Ce tome fait suite à Chimère(s) 1887 - Tome 03: La Furie de Saint-Lazare (2013). Son édition originale date de 2014. Le scénario a été réalisé par Christophe Pelinq (Christophe Arleston) & Melanÿn (Mélanie Turpyn), les dessins par Vincent Beaufrère et la mise en couleurs par Dame Morgil. Cette bande dessinée compte quarante-six pages.


Il neigeait sur Paris, cet hiver 1875. On inaugurait sous les lourds flocons le nouvel opéra de l’architecte Charles Garnier. Mais Gisèle savait l’opéra désormais hors d’atteinte. Danser de nouveau serait déjà formidable. Toute son énergie était focalisée sur sa jambe, brisée dans une mauvaise chute, fragile depuis. Gisèle se trouve sur la scène, seule, la salle vide. Elle s’exhorte intérieurement à continuer : elle a fait ce mouvement des centaines de fois, la douleur physique n’est rien. Mais sa jambe droite se dérobe sous elle et elle chute lourdement. Leonard se précipite pour l’aider. Intérieurement, elle maudit son ancien amant Vincent, en ayant conscience qu’elle est devenue une boiteuse, et elle a tellement mal. Leonard la prend dans ses bras et la dépose doucement sur un canapé. Il lui prépare une petite pipe d’opium : ça ne soigne pas, mais au moins elle ne sentira plus sa jambe. Il lui indique que ça fait une semaine qu’il la voit venir tous les jours, avec sa canne, alors il a réfléchi. Il a trouvé un système qui peut l’aider à marcher. Elle lui demande pourquoi il fait ça. Il répond ingénument parce qu’il l’aime. Il sait que ce n’est pas un sentiment partagé, peu importe, il ne lui demande rien, il sera désormais son soutien, la chose est décidée. Il ajoute qu’une femme comme elle a mille façons de conquérir Paris.
--
> Travail demandé:
[a] D'après le passage cité, qui a assuré la mise en couleurs de cette bande dessinée ?
[b] Reprenez mot pour mot le passage cité, en commençant par « Ce tome fait » et en poursuivant jusqu'à « compte quarante-six pages. ».
Les lignes qui suivent n'ont aucun lien avec le passage cité.
--
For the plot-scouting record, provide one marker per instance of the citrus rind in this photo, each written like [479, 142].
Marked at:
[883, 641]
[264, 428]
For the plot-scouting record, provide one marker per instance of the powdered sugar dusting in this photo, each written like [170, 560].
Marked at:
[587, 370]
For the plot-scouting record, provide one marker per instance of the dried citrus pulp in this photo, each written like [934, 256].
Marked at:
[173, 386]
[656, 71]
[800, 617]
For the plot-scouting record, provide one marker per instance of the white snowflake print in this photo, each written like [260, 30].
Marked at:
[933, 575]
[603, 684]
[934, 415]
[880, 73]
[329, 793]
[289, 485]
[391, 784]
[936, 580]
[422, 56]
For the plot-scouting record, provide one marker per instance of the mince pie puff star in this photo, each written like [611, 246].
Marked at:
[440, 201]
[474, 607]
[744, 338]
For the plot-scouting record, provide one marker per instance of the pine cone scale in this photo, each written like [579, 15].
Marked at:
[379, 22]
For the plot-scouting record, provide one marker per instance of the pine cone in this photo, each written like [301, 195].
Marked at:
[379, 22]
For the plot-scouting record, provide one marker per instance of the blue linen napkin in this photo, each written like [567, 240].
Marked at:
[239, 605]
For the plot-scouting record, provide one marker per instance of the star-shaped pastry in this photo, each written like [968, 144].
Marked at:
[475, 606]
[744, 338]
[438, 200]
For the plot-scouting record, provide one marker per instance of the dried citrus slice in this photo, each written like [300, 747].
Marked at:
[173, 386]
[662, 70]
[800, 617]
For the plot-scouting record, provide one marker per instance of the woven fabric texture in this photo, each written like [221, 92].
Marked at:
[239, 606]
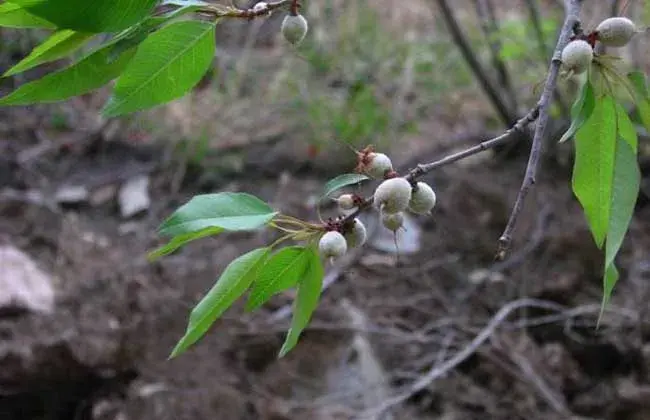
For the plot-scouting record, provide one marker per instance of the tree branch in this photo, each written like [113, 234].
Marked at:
[507, 136]
[220, 11]
[571, 20]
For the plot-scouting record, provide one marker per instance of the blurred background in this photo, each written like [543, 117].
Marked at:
[86, 323]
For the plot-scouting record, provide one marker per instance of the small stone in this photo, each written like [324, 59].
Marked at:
[23, 285]
[71, 194]
[103, 195]
[133, 196]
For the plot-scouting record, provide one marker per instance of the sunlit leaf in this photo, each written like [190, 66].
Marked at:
[169, 63]
[593, 170]
[226, 210]
[581, 110]
[178, 241]
[342, 181]
[232, 284]
[138, 33]
[86, 75]
[309, 291]
[610, 277]
[57, 46]
[14, 16]
[281, 272]
[89, 15]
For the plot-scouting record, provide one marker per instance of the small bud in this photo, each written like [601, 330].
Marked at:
[332, 245]
[423, 199]
[392, 221]
[379, 165]
[345, 202]
[616, 31]
[577, 56]
[294, 28]
[357, 235]
[260, 6]
[393, 195]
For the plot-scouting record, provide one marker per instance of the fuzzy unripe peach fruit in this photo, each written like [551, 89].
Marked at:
[616, 31]
[357, 235]
[423, 199]
[379, 165]
[393, 195]
[332, 245]
[294, 28]
[577, 56]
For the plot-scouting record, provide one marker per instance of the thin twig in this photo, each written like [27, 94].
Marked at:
[490, 27]
[535, 17]
[512, 133]
[440, 370]
[220, 11]
[506, 115]
[572, 8]
[507, 136]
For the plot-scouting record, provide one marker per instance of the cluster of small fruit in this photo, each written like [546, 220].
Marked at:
[392, 198]
[612, 32]
[294, 26]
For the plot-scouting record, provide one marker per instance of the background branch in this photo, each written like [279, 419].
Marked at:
[490, 27]
[505, 113]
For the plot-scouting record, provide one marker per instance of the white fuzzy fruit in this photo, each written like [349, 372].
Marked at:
[577, 56]
[294, 28]
[260, 6]
[332, 245]
[392, 221]
[379, 165]
[616, 32]
[357, 235]
[393, 195]
[345, 202]
[423, 199]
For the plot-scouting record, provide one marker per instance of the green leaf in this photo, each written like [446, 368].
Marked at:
[90, 16]
[625, 190]
[593, 170]
[14, 16]
[178, 241]
[642, 99]
[167, 65]
[609, 281]
[639, 84]
[581, 110]
[86, 75]
[229, 211]
[233, 282]
[281, 272]
[138, 33]
[309, 290]
[58, 45]
[342, 181]
[625, 185]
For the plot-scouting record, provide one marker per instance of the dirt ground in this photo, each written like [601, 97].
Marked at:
--
> Réponses dans l'ordre:
[a] Dame Morgil.

[b]
Ce tome fait suite à Chimère(s) 1887 - Tome 03: La Furie de Saint-Lazare (2013). Son édition originale date de 2014. Le scénario a été réalisé par Christophe Pelinq (Christophe Arleston) & Melanÿn (Mélanie Turpyn), les dessins par Vincent Beaufrère et la mise en couleurs par Dame Morgil. Cette bande dessinée compte quarante-six pages.